**What is needed:**
Continue the One Day Sculpture symposium call for papers below, starting after its last sentence.

**Text under study:**
------

One Day Sculpture: Call For Papers
ONE DAY SCULPTURE: An International Symposium on Art, Place and Time
CALL FOR PAPERS
Litmus research Initiative is pleased to announce a call for papers for the ONE DAY SCULPTURE symposium taking place from March 26-28, 2009. The convenors welcome abstracts for 20-minute presentation papers.
Operating as a key mode of critical reflection and analysis, the ONE DAY SCULPTURE symposium brings together leading international curators, cultural theorists and historians, participating artists, writers and curators to address the principal ideas and contexts that have informed the development of the series. The symposium will consider the issues underpinning the commissioning and production of temporary place-responsive artworks in the public domain. In particular it will examine:
- The ways in which
conventional notions of permanency and monumentality are
being challenged;
- How artists are approaching and
producing places as unstable, contested sets of relations
rather than fixed sites;
- How ephemeral, performative
and viral forms of contemporary art are demanding active
engagement outside the gallery or museum; and
- What the
implications are for emergent curatorial practices in terms
of presentation and distribution.
The questions listed below are starting points for the consideration, but alternative considerations of pertinent issues within each topic are welcomed:
- ENGAGEMENT: What are the terms of engagement for art works presented temporarily outside a conventional museum or gallery context? How do we understand engagement to operate for unannounced works and what is at stake for the artist, commissioner and audience? Can we differentiate any longer between participation, collaboration and passive engagement and if so, what are the ethical and aesthetic ramifications of those distinctions?
- PLACE: What do we understand by the terms place, site and context in relation to the imagining, production, presentation and critical interpretation of new art works? How do artworks create and contest place identity? What new forms of critical spatial practice are emerging? What other terminologies beyond site-specific or place-based, might help to define the responsive and productive nature of contemporary art in place?

------

**Given entries:**

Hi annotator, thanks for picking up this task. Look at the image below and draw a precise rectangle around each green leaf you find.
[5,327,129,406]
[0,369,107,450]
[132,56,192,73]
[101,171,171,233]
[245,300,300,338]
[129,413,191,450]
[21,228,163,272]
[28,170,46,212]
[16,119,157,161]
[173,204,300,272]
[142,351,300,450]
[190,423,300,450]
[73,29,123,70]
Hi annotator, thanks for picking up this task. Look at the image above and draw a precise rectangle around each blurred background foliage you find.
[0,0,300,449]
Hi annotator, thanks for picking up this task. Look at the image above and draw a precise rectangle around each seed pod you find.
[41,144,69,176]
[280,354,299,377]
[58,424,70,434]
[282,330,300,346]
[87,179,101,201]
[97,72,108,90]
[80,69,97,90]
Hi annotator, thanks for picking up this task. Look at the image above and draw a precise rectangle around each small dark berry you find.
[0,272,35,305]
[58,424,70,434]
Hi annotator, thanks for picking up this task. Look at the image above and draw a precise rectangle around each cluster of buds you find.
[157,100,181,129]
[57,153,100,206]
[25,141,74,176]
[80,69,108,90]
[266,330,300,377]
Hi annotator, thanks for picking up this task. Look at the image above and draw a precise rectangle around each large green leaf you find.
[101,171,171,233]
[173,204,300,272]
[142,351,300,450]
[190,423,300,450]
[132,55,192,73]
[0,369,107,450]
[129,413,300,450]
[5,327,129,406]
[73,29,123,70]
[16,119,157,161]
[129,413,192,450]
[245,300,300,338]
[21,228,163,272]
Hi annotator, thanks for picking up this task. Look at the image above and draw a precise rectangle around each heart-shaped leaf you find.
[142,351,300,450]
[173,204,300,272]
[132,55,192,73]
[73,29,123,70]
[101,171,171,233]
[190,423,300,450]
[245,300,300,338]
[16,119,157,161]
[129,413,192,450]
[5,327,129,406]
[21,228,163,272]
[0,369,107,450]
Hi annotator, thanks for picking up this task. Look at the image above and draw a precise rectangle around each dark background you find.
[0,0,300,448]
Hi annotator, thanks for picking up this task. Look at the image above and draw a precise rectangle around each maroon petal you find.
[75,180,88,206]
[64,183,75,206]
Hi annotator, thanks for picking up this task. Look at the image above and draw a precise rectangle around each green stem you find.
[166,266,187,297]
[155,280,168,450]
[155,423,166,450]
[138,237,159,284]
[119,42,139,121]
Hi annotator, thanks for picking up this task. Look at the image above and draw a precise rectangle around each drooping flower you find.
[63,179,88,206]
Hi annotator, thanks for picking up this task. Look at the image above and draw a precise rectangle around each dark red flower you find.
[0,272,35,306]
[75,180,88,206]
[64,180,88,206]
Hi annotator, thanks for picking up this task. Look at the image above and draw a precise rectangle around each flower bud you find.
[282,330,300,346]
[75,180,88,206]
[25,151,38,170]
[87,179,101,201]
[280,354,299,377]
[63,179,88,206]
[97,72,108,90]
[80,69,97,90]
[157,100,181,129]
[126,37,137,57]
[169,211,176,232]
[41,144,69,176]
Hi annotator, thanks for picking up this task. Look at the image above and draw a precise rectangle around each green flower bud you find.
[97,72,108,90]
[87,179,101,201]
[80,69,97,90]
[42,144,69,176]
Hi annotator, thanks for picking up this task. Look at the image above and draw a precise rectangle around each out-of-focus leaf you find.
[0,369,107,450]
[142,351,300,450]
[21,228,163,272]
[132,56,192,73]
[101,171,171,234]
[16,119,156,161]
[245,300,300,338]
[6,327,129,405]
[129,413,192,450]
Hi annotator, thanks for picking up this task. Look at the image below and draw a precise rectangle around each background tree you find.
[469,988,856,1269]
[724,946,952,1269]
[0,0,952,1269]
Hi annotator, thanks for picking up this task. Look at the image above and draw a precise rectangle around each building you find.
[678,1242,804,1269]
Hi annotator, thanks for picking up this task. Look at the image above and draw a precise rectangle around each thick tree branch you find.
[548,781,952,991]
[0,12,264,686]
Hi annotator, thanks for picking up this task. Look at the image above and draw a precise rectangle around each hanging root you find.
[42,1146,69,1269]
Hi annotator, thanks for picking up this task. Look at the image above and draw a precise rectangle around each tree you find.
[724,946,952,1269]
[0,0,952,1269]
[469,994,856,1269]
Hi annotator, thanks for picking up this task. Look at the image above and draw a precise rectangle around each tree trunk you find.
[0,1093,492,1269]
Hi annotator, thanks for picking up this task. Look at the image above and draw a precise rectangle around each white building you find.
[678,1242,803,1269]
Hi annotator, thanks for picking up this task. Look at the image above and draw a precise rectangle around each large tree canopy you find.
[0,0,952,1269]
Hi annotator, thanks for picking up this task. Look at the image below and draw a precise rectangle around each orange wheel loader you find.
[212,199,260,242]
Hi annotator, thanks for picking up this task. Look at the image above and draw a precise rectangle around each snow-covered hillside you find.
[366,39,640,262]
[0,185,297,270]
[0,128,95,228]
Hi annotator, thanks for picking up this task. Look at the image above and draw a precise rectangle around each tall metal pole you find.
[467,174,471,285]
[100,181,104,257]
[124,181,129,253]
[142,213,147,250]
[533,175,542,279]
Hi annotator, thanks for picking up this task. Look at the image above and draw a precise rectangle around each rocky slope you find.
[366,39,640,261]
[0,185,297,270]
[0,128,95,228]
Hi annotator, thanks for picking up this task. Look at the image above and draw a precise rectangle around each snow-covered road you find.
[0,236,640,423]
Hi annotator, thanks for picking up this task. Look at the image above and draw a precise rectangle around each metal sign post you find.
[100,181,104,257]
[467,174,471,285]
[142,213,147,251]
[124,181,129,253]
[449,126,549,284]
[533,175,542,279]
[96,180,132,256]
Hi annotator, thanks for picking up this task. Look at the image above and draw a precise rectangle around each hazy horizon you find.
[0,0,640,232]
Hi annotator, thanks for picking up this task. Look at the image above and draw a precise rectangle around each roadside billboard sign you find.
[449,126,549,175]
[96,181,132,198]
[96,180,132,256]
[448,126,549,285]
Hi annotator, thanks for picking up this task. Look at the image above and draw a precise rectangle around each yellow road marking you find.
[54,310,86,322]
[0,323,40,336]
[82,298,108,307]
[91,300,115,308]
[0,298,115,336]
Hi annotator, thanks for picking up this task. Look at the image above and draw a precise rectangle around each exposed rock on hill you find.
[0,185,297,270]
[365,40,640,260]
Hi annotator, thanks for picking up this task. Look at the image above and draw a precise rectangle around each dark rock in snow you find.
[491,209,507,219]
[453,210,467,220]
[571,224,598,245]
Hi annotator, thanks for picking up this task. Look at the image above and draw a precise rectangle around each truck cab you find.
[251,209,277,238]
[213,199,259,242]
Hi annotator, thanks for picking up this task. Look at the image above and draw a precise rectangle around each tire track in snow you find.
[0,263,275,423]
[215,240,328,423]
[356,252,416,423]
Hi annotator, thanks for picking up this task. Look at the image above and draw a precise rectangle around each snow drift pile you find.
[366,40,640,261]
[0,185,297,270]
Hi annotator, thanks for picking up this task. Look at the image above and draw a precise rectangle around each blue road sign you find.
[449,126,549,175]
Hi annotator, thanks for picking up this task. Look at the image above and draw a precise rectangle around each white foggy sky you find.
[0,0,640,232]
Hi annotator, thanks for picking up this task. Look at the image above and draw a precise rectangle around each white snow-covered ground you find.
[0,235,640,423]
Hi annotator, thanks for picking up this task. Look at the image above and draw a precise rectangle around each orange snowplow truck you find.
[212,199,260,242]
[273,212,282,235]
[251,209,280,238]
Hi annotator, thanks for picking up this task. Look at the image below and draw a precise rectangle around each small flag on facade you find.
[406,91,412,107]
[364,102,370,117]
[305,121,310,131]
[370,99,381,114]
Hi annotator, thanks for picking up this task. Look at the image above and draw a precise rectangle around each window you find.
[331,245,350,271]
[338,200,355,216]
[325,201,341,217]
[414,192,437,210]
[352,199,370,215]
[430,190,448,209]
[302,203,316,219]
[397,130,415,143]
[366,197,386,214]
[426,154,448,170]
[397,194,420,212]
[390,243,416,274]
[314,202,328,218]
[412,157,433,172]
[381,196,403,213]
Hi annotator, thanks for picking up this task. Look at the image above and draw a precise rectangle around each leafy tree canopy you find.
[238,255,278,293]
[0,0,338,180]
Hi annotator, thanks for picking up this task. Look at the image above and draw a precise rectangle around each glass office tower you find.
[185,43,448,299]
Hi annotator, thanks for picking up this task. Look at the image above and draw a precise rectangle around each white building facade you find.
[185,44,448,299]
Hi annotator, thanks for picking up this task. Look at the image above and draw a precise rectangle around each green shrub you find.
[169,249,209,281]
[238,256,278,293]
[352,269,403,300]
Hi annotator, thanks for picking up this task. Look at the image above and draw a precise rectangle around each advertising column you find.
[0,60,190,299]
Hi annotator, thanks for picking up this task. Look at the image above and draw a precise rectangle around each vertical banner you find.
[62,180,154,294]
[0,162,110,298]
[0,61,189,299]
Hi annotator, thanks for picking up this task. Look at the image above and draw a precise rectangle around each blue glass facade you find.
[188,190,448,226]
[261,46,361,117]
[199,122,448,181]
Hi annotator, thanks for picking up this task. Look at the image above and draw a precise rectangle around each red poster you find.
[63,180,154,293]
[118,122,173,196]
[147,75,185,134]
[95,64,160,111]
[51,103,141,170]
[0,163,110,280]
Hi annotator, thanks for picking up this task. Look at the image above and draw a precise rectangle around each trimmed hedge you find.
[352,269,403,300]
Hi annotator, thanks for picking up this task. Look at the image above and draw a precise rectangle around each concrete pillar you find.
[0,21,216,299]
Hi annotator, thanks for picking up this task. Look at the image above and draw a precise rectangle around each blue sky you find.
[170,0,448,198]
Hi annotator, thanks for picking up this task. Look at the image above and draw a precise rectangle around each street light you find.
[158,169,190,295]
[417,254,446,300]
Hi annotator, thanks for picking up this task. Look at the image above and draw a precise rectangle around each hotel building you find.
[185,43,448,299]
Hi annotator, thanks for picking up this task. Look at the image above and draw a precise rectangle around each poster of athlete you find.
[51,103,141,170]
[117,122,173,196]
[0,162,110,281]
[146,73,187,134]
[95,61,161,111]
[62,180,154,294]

------

**Task answer:**
- UNMONUMENTAL: Can temporary sculptural works have as great an impact on the social imagination as permanent monuments? If so, how do we understand memory to operate? Is the commissioning of temporary artworks simply a symptom of a consumerist event culture and if so, are longer-term durational models of greater significance to our culture?
- CURATING: In light of the performative, multi-faceted, participatory and dispersed nature of persistent forms of contemporary art and the imperatives of cultural tourism, what new forms of curatorial models are emerging? Is there a danger that artists and their work are becoming instrumentalised through the culturally specific and socially remedial imperatives of a curatorial framework? What lessons can be learned from the relationships between short-term (biennial, triennial and scattered-site exhibitions) and longer-term cumulative projects and programmes.
- REFLECTION: How has the role of art writing been transformed by the finite duration and context dependency of place based art? Does art history still function as a key methodological tool in locating the meanings of this work? In what ways might this work expand the breadth of written responses to include both fictive and non-fictive modes of expression? What criteria might we ascribe to identifying successful examples of temporary sculpture?
We invite papers across all academic disciplines to respond to these themes and welcome papers that seek to locate these ideas within art and broader cultural histories and theories.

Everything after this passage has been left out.